───── Text block ─────

Global Economics Curriculum Project  Lessons

Ages 6->11: Unit 4: Explain Market Price

Lesson #1

Objectives:
(1) To understand the simplest form of market exchange -- barter.
(2) To understand why individuals exchange goods in a market.
(3) To explain the price and cost of an exchange.

Teaching Notes:
A market develops in order to help individuals sell goods that they have produced and buy goods that they want. The simplest form of market exchange is conducted through the process of barter (e.g. I'll give you this goat if you give me 2 bicycles). There is no need for money or standardised prices with a barter exchange. The market price of the good is expressed in terms of another good (e.g. 1 goat = 2 bicycles). Although it is apparent that market will run more efficiently when goods for sale are expressed in monetary units and are paid for with cash, bartered exchanges are an effective means of basic trading.

Focus Activity: -- Preparation:
(1) Have a number of small paper bags equal to the number of children in the class.
(2) Collect a number of small items to go into the bags: candy, stickers, school supplies, stamps, etc.
(3) Place one item into each of the bags.

Directions on Using the Focus Activity:
(1) Divide the class into "teams" of 5-6 students.
(2) Give each student in each team a bag with one item in it. Try to make sure that the students within each team all have different goods. Tell the students not to show other students what they have in their bag.
(3) Allow the students a minute to look inside their bag and decide whether they want to keep their good or if they want to trade with another member of their team. If they decide that they want to trade, they should place the good they want to trade on their desk or on the floor in front of them.
(4) Allow the students to trade goods within their own team.
(5) After within team trading has finished, allow the students to expand their trading to members of other teams. Anybody who wants to trade their good should hold it in front of them and trade when they agree to an exchange with someone else. Students can trade more than once if they want to. This session should last about 5-10 minutes.
(6) Ask the class to fill in the worksheet on the grab bag exchange.
(7) Lead the class in a discussion of the grab bag exchange. What were the advantages of exchange? Were there any problems? What did you exchange and why? How did the opening of the market from within team trading to trading with everyone affect the exchange of goods? What were the "prices" of the different goods? How were "prices" determined?

Key Questions to be covered in the lesson:
(1) What is exchange and what is barter?
(2) Why do people exchange goods in a market?
(3) How are prices determined in a market?
(4) How does the size of a market affect exchanges and prices?

Answers:
(1) Exchange occurs when trading takes place. One good is exchanged for another good or for cash.
(2) People participate in exchange in order to get a bundle of goods with which they are happier. If someone has a surplus of one good (e.g. bicycles) they want to trade some for another good which will give them greater happiness (e.g. a goat). Even if they do not have a surplus of a good but simply desire one good over another they will engage in trade and exchange in order to obtain the more desirable good.
(3) Prices are determined by an agreement between the suppliers of a good and the price that they want for a good and the consumers of the good and the price that they are willing to pay. The price in a barter exchange is expressed in terms of other goods. The price in a more formal market is expressed in terms of a money price.

─────

*Exercise 1*
Print the records from the line with "the church bell" to the line with "point(41, 54)", both lines included, exactly as they appear.
The lesson plan above and the records that come next are unrelated material.

───── Data for the task ─────

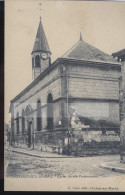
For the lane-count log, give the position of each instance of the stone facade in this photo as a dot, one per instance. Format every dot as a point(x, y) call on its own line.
point(41, 114)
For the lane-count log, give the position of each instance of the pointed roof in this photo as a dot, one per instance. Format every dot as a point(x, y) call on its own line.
point(41, 43)
point(84, 51)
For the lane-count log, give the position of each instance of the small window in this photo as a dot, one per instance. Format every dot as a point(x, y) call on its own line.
point(74, 68)
point(37, 61)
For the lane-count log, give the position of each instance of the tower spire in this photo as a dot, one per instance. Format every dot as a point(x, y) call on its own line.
point(80, 36)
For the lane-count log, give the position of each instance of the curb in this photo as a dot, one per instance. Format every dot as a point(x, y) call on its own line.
point(39, 156)
point(112, 168)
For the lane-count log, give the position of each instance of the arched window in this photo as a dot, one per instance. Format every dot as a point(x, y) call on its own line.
point(37, 61)
point(23, 122)
point(50, 112)
point(39, 121)
point(17, 123)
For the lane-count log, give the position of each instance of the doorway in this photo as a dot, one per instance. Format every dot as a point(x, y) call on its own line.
point(29, 133)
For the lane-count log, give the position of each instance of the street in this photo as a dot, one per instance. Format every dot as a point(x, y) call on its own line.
point(20, 165)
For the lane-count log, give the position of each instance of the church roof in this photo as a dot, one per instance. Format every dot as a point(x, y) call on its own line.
point(84, 51)
point(41, 43)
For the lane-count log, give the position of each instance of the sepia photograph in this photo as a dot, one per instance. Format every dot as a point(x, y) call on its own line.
point(64, 127)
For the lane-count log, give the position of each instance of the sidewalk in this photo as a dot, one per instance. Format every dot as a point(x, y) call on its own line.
point(36, 153)
point(114, 166)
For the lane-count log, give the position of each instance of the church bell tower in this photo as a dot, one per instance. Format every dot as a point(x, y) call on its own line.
point(41, 54)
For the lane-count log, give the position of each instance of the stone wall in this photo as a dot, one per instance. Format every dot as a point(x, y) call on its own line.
point(122, 113)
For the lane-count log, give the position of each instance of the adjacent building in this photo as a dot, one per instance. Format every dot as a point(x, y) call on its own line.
point(84, 82)
point(120, 55)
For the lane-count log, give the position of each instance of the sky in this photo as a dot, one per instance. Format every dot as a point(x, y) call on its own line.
point(102, 25)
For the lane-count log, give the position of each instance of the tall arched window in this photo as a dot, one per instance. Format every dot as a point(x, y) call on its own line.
point(23, 122)
point(37, 61)
point(50, 112)
point(17, 123)
point(39, 121)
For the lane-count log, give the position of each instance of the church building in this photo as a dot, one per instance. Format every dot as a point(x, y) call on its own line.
point(83, 83)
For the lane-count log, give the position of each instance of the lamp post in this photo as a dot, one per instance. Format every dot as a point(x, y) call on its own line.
point(68, 116)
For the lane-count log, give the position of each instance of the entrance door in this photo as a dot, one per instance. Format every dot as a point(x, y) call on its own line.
point(29, 134)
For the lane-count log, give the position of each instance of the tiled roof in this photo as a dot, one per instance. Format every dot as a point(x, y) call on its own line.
point(84, 51)
point(41, 43)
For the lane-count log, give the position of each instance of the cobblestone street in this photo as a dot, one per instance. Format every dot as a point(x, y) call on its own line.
point(20, 165)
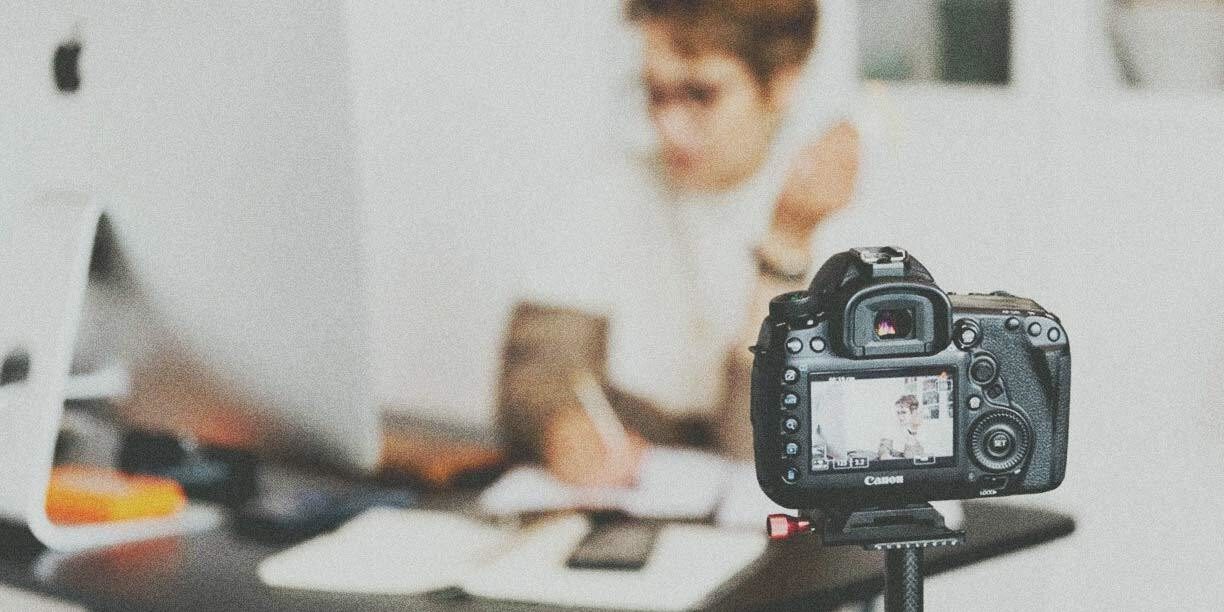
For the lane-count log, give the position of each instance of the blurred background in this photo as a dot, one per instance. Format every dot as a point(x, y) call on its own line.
point(1071, 151)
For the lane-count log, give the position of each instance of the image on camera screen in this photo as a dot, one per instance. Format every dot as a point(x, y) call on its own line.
point(881, 422)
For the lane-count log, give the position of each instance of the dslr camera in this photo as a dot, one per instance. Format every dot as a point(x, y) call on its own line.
point(875, 387)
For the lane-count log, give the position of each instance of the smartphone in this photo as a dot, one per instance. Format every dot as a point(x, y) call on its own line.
point(615, 544)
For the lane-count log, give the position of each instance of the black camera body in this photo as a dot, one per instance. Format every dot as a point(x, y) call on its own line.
point(875, 387)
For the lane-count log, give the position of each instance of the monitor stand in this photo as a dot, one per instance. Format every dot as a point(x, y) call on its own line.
point(44, 262)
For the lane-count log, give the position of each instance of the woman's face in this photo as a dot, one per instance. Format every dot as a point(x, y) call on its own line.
point(712, 119)
point(908, 419)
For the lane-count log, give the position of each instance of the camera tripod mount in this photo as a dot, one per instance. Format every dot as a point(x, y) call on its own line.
point(900, 531)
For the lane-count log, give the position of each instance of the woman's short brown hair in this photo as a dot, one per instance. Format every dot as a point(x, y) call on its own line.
point(766, 34)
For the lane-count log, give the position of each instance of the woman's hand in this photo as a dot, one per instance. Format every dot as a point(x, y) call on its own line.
point(820, 182)
point(574, 452)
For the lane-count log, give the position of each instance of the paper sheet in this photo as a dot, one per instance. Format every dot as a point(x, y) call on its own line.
point(688, 563)
point(673, 484)
point(387, 551)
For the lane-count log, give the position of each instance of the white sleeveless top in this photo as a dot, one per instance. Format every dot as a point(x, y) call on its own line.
point(679, 282)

─────

*Exercise 2*
Pick up the lesson plan on barter and market prices at the point where it stops, and carry it forward.

*Exercise answer 1*
For the lane-count log, give the position of each instance of the church bell tower in this photo as a dot, one per instance. Format every dot as a point(x, y) call on its own line.
point(41, 54)

*Exercise answer 2*
(4) The bigger the size of a market, the more goods that are available, meaning more choice. Also, there is more competition between the larger number of suppliers which will normally result in lower prices. Of course, the larger market also generates more buyers which has the tendency to increase the price of goods in high demand.

Extensions and Variations:
(1) Place more than one item in each bag to provide more trading variations and opportunities.
(2) After the grab bag exercise, have each student come up with a service that they are willing to complete for another student in exchange for a service in return (e.g. clean shoes, do laundry, etc). Have the students write down on a piece of card the service they are offering and then have the students move around the classroom completing exchanges.


Lesson #2

Objectives:
(1) To show examples of markets in the local community.
(2) To explore how markets work.
(3) To show the wide variety of markets in a local economy.

Teaching Notes:
Markets exist where buyers and sellers meet to conduct exchanges of goods and services. In most markets, transactions are completed using money as a unit of account. The seller puts a good up for sale at a price that he or she knows from previous experience or market research will be acceptable to a certain number of consumers. Generally, the use of money and using prices in monetary terms will facilitate market activities. Sellers know that they will be able to exchange the money for any other good in the market, unlike with the single good received in a barter exchange.

Focus Activity: -- Preparation:
(1) Collect a number of local newspapers, telephone directories, and a list of local businesses from the local chamber of commerce or similar group.

Directions on Using the Focus Activity:
(1) Have the students "brainstorm" all the businesses located within the local community. They should also "brainstorm" a list of the local indoor and outdoor markets, shopping centres, and other places where several businesses are located together. List all the examples on the board.
(2) Discuss the various goods and services that these businesses provide. Ask the class why it is important that they (the students) and their families, acting as consumers/buyers, show up at these local businesses.
(3) Allow the students to conclude that the place where shoppers (buyers) and suppliers (sellers) meet plays an important role in the local economy. The place is called a market. A market is where buyers and sellers meet to exchange goods for money.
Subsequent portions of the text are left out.